» **About this task**
Report back every line in the data that includes the string "analysis".

» **Raw data**
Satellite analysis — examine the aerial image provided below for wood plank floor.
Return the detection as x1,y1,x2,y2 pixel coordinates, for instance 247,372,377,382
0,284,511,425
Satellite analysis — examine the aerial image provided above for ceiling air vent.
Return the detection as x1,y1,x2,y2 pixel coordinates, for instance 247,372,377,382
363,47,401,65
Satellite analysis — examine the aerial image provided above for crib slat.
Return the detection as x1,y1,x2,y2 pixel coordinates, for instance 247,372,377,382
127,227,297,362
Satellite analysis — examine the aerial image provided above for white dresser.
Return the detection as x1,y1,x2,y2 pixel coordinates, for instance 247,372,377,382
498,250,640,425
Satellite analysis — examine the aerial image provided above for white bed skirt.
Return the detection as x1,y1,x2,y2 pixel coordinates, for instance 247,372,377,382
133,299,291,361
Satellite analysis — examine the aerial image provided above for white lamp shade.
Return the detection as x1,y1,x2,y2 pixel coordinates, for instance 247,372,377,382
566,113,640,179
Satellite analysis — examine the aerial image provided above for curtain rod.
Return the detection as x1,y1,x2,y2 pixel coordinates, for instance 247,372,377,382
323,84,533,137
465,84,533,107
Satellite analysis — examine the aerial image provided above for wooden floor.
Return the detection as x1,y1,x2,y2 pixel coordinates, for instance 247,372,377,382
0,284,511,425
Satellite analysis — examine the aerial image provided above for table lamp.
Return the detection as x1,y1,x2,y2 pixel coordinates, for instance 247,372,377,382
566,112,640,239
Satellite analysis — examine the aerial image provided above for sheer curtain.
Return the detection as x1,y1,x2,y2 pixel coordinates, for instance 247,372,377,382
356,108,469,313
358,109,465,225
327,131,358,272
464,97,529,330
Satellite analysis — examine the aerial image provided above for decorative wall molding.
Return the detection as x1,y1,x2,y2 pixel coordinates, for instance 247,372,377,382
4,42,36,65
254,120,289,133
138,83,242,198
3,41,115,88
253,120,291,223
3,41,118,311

» **Answer box**
Satellite analysis — examine the aerial image provided below for wood plank floor.
Satellite analysis — examine the aerial image provided above for ceiling air vent.
Satellite analysis — examine the aerial image provided above for crib slat.
Satellite analysis — examine the aerial image provided above for white dresser.
Satellite analysis — examine the aerial image provided above for white bed skirt.
Satellite analysis — examine the aerial image provided above for white lamp shade.
Satellite analysis — examine the aerial image provided above for curtain rod.
Satellite analysis — examine the aerial image provided above for wooden floor.
Satellite analysis — examine the aerial image provided above for table lamp.
Satellite analysis — examine the aerial image provided above for sheer curtain.
Satellite analysis — examine the aerial image provided above for decorative wall molding.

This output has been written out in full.